--- TASK DESCRIPTION ---
Out of the data below, copy every line with the string "silver".

--- Stored data entries ---
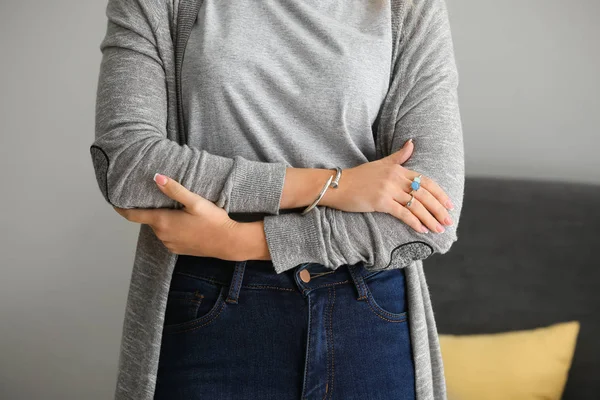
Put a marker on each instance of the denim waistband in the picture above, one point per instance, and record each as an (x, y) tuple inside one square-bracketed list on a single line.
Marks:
[(260, 273)]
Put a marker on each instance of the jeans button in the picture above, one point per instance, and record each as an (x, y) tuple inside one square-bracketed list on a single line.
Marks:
[(305, 276)]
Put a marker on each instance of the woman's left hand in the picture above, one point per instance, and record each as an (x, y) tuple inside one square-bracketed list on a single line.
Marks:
[(201, 228)]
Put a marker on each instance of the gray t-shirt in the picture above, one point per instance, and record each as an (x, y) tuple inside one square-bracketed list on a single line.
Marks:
[(294, 81)]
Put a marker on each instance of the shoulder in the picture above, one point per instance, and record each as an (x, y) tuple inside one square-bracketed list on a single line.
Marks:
[(152, 13)]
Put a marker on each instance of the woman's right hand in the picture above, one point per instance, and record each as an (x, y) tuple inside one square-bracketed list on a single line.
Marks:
[(384, 185)]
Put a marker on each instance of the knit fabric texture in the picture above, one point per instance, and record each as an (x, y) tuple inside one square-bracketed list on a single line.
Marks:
[(142, 128)]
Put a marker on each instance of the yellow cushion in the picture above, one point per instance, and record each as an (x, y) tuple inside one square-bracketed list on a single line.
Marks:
[(529, 364)]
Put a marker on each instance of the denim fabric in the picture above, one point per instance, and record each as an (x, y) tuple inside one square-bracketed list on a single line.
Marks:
[(238, 330)]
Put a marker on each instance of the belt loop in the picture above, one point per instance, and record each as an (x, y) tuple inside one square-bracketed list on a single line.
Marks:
[(236, 282), (359, 283)]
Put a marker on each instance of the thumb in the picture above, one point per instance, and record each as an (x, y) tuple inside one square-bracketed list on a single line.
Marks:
[(400, 156), (175, 190)]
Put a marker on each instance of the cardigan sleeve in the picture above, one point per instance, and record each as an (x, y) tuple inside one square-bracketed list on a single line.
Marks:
[(428, 113), (131, 142)]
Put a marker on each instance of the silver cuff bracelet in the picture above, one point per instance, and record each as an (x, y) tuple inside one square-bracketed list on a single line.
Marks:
[(333, 182)]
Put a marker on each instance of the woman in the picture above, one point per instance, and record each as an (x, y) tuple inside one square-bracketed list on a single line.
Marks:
[(283, 285)]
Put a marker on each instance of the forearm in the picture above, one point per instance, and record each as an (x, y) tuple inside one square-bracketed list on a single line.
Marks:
[(302, 186)]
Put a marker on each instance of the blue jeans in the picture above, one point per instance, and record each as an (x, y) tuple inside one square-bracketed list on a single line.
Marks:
[(238, 330)]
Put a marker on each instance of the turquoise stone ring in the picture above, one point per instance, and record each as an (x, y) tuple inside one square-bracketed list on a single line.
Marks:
[(416, 183)]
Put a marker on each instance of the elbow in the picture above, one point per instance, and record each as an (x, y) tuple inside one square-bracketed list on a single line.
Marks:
[(101, 164), (405, 254), (121, 187)]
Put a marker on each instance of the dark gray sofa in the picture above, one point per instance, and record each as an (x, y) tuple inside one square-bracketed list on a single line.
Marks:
[(526, 256)]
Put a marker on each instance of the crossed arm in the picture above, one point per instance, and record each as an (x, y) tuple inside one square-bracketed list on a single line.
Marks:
[(131, 146)]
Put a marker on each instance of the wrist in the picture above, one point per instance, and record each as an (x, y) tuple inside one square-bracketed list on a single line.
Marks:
[(302, 186), (332, 195)]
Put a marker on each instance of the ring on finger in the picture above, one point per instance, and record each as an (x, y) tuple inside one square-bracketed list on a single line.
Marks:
[(416, 182), (412, 197)]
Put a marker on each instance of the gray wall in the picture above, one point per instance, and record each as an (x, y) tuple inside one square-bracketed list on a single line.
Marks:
[(529, 94)]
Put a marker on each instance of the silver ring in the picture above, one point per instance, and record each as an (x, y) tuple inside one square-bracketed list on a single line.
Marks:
[(416, 182), (411, 199)]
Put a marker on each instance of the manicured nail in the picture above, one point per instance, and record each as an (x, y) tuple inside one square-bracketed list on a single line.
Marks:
[(160, 179)]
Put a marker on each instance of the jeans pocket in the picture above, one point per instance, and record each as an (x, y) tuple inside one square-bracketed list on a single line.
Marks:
[(192, 303), (386, 294)]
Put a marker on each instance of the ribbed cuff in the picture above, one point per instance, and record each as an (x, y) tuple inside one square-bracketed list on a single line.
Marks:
[(294, 239), (257, 186)]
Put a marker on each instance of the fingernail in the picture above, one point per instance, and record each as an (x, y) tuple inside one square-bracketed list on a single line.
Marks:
[(160, 179)]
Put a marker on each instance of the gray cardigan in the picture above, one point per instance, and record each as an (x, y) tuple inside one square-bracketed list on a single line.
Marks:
[(139, 131)]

--- SOLUTION BELOW ---
Put a marker on each instance of the silver cuff bracelet in the picture above, one point per instance, and record each as an (x, y) tuple inside one square-bracketed list on a single line.
Put a marker on each instance of the silver ring in the picture above, one point per instance, and record each as an (x, y) tuple inside one square-bracketed list on a single line.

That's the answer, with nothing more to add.